**QUESTIONS**:
- A) Answer these questions from the text on surface transportation reauthorization, one answer per line:
(i) When does the authorization for federal surface transportation programs expire?
(ii) Which 2015 law is named as an earlier multi-year surface transportation authorization?
(iii) What is the largest staff the Multimodal Freight Office has had?
- B) List every event or condition that the text on surface transportation reauthorization credits with raising freight infrastructure to a first-order national concern.
- C) Extend the text on surface transportation reauthorization with new writing that picks up after its final sentence.

**SELECTED PASSAGE**:

::::

Surface Transportation Reauthorization Puts Federal Freight Policy Architecture at Stake
The authorization underpinning federal surface transportation programs expires at the end of fiscal year 2026, placing Congress in the position of deciding not only the funding levels for the next authorization cycle but the institutional structure through which freight policy is conceived, administered, and coordinated across the federal government. The Multimodal Freight Office, established under the Infrastructure Investment and Jobs Act of 2021 and still in an early operational phase, sits at the center of that decision.
The IIJA authorized and appropriated funding for federal surface transportation programs through fiscal year 2026, continuing a pattern of multi-year surface transportation authorizations that dates back through the FAST Act of 2015 and earlier legislation. Each reauthorization cycle has adjusted the policy levers available to DOT, and the current cycle arrives at a moment when the freight dimension of surface transportation has gained visibility that prior cycles lacked. The COVID-19 pandemic, the Francis Scott Key Bridge collapse, the Red Sea Shipping Crisis, and persistent supply chain fragility have collectively elevated freight infrastructure from a secondary policy consideration to a first-order national concern.
The Multimodal Freight Office enters this reauthorization moment with a record that is substantive but not fully documented in the congressional record. The office has advanced an updated National Freight Strategic Plan, published a draft National Multimodal Freight Network, assumed oversight of state freight plans, played a coordinating role during major freight disruptions, and pioneered a public-private data-sharing initiative in FLOW. It has done all of this with a staff that has never exceeded nine people and spent most of 2025 without a confirmed Assistant Secretary.

::::

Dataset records
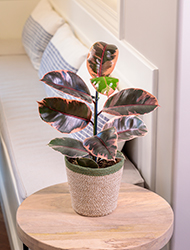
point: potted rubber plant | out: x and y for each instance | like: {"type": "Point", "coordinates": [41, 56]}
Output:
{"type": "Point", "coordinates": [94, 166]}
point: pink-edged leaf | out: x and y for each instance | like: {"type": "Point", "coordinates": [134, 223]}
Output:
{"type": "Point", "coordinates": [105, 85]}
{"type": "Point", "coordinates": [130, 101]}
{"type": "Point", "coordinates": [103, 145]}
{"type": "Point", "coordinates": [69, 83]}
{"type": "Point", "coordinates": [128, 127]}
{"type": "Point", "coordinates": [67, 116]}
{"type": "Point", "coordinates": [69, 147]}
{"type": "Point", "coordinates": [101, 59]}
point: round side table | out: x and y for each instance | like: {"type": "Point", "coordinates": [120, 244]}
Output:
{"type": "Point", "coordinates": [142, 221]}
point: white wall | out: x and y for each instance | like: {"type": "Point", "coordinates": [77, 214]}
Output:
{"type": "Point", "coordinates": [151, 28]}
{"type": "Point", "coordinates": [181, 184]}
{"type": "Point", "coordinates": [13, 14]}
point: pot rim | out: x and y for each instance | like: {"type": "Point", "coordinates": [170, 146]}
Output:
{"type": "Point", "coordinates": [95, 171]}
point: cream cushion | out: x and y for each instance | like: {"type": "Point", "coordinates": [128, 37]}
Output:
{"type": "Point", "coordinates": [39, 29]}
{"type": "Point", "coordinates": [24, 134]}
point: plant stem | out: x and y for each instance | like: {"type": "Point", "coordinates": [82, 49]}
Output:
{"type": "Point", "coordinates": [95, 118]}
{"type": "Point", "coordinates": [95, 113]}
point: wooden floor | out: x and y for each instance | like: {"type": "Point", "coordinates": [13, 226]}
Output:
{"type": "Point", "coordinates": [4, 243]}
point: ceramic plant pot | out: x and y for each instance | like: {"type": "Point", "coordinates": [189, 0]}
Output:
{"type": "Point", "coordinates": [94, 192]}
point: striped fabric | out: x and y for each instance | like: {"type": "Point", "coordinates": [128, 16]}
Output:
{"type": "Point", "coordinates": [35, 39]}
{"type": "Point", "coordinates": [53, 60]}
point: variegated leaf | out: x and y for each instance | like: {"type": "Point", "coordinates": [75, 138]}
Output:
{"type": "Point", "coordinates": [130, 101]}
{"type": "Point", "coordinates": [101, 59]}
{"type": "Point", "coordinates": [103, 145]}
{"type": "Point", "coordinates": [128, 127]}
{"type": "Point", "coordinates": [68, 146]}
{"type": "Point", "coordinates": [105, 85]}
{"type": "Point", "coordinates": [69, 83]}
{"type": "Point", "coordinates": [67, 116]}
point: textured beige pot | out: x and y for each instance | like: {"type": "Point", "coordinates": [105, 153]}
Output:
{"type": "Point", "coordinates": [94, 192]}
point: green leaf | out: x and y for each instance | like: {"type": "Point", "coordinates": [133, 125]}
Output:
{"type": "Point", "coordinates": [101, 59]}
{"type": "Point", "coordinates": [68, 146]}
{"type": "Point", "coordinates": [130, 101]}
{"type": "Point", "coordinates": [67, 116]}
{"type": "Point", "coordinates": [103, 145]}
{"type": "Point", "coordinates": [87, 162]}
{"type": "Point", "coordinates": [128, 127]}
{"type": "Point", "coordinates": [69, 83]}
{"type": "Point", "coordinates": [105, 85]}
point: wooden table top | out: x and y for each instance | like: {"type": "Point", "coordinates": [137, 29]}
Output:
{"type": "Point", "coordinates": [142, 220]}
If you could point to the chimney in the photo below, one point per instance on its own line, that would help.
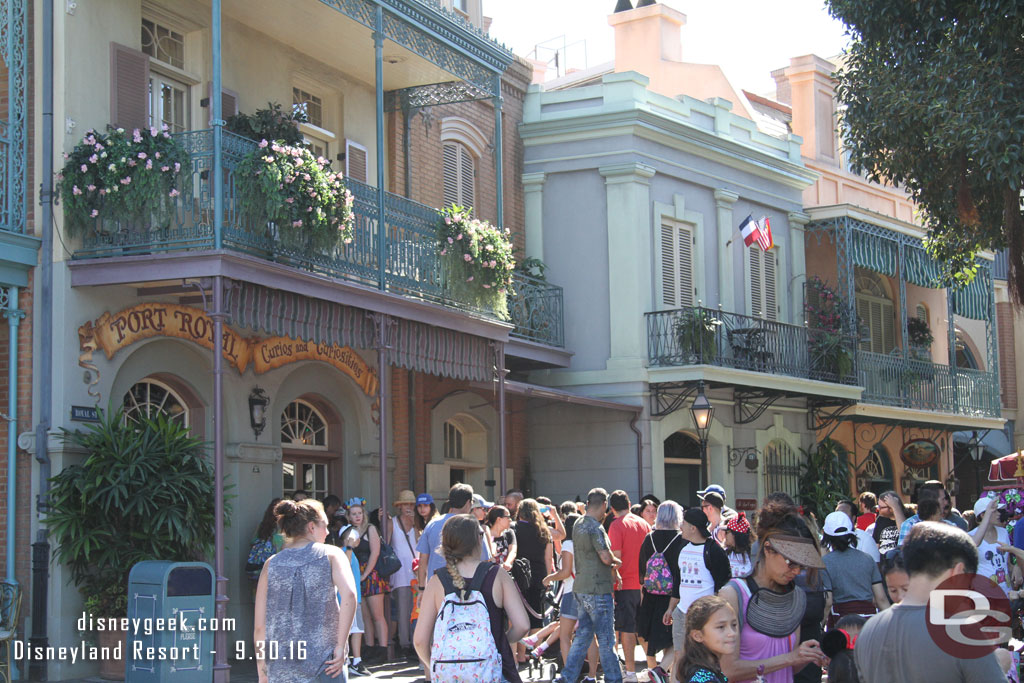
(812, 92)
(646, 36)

::::

**ANSWERS TO THE PROBLEMS**:
- A)
(i) At the end of fiscal year 2026.
(ii) The FAST Act.
(iii) Nine people.

- B)
The COVID-19 pandemic
The Francis Scott Key Bridge collapse
The Red Sea Shipping Crisis
Persistent supply chain fragility

- C)
The GAO’s April 2026 report makes explicit what that combination of factors means for the reauthorization process: Congress is being asked to determine the future scope and funding of a federal office about whose recent activities it has received no formal accounting. The IIJA required periodic congressional updates every 180 days; none have been delivered since mid-2023. DOT has agreed to remedy that, but the report arrives at the threshold of reauthorization, leaving Congress with limited runway to absorb the full picture before legislating. What the office becomes in the next authorization cycle — its staffing ceiling, its grant administration role, its mandate on emerging freight challenges like air cargo and cargo security — will be decided largely in the absence of the operational history the statute required DOT to provide.